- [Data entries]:
:::

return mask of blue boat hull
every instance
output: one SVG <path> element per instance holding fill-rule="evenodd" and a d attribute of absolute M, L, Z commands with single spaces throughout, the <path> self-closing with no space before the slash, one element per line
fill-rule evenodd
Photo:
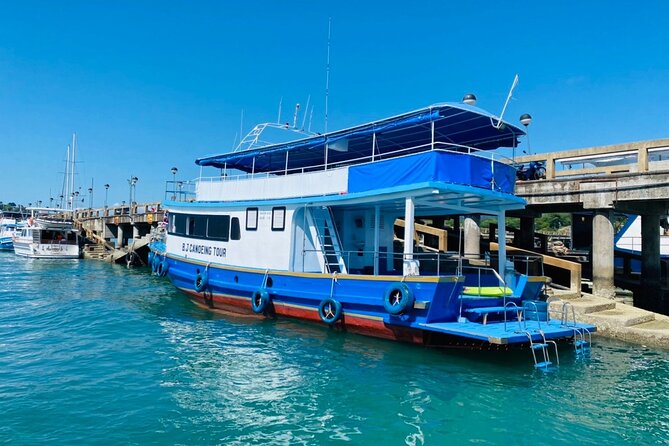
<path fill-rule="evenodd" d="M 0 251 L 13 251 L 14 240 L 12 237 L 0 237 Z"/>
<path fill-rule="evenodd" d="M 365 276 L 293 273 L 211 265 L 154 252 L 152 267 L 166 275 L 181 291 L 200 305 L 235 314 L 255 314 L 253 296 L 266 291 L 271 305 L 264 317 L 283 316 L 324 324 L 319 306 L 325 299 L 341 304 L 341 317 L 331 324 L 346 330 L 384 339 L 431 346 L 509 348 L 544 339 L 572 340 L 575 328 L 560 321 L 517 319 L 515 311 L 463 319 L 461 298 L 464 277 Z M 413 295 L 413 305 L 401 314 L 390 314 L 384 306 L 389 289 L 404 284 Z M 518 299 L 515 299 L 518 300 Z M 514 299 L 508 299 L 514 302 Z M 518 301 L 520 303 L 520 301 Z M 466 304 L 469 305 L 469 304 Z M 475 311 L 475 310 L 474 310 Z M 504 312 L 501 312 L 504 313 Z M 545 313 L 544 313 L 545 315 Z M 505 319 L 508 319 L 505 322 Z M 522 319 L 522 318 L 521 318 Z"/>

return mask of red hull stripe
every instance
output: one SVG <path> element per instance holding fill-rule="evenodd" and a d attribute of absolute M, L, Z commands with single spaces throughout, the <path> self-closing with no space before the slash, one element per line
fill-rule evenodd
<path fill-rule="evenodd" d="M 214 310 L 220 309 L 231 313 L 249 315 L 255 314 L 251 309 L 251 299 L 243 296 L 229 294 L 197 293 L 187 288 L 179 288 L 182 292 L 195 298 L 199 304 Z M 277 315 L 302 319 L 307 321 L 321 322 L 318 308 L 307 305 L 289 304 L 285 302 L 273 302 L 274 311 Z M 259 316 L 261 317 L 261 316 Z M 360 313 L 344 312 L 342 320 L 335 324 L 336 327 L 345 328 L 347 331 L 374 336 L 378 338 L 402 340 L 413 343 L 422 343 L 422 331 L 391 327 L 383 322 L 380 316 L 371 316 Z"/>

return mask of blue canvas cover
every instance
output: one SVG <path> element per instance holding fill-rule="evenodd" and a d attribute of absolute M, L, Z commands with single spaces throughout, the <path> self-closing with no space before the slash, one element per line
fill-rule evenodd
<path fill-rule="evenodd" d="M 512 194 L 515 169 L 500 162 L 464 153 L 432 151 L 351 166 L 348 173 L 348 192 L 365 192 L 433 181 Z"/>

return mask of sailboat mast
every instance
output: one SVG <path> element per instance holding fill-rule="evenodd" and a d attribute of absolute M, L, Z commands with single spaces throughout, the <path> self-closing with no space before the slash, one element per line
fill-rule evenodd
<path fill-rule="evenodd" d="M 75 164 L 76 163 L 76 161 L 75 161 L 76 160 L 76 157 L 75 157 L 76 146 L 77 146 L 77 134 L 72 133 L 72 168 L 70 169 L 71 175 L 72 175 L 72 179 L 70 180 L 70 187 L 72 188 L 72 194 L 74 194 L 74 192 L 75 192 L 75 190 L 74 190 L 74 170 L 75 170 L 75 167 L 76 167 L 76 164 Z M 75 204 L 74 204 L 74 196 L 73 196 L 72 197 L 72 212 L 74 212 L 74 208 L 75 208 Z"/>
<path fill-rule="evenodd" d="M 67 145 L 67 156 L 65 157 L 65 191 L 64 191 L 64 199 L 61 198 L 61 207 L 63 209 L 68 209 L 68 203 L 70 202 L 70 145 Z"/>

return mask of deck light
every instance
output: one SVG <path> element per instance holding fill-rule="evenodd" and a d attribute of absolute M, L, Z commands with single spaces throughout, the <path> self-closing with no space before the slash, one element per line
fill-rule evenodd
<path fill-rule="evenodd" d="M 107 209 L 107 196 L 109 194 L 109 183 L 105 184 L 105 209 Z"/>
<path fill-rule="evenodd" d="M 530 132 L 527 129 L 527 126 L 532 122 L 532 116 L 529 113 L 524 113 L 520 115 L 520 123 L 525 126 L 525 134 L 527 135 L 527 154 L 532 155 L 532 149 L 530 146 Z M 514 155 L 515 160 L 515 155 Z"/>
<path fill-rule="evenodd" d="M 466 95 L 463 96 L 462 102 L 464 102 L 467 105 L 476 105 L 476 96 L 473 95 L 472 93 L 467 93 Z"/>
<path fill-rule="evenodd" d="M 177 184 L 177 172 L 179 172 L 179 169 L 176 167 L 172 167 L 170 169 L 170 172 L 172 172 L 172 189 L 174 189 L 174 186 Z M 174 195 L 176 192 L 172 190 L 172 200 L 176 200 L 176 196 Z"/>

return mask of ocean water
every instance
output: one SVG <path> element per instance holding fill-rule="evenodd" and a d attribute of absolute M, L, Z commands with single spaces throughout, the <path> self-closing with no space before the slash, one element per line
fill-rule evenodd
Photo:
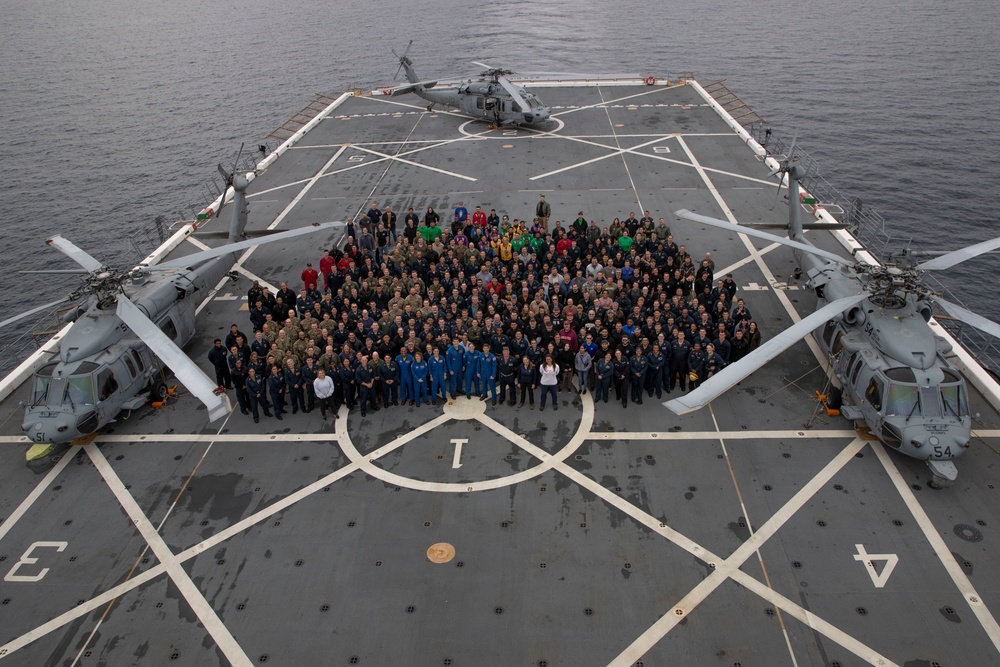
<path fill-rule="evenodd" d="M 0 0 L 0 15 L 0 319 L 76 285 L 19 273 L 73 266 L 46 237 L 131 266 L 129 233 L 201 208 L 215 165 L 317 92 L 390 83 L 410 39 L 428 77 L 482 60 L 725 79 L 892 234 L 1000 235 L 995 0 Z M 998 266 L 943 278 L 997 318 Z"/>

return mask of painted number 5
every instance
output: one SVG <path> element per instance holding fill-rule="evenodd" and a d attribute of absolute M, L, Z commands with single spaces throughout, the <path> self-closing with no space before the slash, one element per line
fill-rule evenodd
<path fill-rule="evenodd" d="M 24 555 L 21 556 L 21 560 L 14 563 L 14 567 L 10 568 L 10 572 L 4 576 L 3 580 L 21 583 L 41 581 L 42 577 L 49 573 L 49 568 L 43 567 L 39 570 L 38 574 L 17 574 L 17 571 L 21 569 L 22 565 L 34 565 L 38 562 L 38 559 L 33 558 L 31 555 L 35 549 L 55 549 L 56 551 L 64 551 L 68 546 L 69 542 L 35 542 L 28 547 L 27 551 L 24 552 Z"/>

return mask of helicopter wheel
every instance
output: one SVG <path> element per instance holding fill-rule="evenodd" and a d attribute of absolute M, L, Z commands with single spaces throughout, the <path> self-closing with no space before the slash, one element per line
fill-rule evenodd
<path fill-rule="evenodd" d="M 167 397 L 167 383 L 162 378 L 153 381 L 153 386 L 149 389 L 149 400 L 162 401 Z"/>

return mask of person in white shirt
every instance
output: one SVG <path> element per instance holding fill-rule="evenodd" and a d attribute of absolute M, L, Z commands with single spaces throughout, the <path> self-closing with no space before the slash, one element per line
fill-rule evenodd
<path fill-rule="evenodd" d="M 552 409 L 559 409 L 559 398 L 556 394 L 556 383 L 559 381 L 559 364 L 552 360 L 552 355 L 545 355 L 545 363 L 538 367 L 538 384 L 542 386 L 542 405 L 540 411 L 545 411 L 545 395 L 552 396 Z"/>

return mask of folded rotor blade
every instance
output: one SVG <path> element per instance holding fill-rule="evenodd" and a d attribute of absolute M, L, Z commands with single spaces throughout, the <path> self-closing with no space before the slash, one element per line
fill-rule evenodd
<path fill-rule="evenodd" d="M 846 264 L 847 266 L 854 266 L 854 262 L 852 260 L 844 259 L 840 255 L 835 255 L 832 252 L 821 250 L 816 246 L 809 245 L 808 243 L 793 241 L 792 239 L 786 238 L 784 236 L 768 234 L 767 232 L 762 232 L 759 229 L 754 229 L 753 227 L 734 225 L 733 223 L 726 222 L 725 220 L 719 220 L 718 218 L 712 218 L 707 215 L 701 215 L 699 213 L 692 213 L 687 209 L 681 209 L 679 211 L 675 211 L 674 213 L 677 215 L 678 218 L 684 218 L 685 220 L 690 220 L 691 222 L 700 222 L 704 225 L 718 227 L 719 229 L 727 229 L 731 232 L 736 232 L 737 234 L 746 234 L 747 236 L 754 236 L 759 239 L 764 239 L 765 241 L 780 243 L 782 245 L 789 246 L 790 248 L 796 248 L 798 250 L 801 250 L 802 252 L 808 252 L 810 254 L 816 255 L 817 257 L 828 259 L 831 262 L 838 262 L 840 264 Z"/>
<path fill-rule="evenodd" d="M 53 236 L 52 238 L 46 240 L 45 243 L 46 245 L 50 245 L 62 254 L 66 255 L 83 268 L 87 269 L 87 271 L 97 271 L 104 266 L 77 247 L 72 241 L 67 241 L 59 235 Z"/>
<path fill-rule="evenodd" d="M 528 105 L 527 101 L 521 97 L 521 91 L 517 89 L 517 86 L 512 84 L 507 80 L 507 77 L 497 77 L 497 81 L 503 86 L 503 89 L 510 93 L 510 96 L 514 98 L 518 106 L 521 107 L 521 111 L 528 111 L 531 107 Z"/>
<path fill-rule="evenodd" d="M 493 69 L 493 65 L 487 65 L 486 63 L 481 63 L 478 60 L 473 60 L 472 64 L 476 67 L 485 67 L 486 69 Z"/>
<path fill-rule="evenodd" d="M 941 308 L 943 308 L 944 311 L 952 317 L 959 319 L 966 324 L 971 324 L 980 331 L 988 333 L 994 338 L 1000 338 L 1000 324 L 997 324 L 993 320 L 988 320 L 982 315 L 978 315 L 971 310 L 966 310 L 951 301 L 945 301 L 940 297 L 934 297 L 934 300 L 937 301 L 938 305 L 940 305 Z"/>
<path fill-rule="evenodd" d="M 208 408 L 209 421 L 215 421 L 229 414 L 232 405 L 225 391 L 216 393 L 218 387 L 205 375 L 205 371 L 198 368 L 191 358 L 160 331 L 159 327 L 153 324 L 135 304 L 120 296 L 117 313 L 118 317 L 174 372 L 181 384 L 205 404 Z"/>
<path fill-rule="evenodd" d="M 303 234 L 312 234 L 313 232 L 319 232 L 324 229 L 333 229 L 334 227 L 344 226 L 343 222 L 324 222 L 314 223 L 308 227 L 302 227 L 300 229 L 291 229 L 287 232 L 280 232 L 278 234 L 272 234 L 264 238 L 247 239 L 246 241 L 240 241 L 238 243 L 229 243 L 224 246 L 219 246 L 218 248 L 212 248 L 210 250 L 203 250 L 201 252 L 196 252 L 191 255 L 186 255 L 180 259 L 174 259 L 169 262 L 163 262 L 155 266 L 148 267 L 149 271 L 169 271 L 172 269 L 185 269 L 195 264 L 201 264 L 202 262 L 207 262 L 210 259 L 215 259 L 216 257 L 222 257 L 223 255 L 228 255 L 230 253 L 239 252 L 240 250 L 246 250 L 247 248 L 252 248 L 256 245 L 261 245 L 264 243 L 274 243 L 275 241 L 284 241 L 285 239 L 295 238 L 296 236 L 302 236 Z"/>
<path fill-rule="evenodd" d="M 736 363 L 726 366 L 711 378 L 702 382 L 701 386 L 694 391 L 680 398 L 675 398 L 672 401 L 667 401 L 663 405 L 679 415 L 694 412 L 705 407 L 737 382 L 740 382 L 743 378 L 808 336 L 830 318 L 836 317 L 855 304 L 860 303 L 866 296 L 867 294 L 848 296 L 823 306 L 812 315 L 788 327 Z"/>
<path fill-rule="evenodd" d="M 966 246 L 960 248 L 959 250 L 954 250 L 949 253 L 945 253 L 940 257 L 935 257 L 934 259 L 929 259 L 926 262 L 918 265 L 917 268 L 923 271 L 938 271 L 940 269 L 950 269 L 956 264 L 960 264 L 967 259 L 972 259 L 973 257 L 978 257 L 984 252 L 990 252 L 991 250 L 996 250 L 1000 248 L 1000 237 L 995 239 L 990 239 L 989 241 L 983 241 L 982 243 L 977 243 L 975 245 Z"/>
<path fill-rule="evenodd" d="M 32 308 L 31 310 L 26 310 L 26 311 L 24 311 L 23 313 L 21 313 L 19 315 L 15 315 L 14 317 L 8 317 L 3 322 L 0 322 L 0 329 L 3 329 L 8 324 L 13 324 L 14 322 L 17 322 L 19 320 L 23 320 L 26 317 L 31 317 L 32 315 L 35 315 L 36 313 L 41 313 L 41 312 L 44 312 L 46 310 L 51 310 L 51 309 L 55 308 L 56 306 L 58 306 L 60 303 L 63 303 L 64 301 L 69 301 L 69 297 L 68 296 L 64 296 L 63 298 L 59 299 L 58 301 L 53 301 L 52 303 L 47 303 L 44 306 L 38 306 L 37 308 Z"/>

:::

- [INSTRUCTIONS TO FOLLOW]:
Go through the records above and, whenever a line includes the word "mask", copy it.

- [SOLUTION FOR THIS TASK]:
return mask of blue boat hull
return mask of red hull stripe
return mask of blue canvas cover
return mask of sailboat mast
return mask of deck light
return mask of ocean water
return mask of painted number 5
return mask of helicopter wheel
return mask of person in white shirt
return mask of folded rotor blade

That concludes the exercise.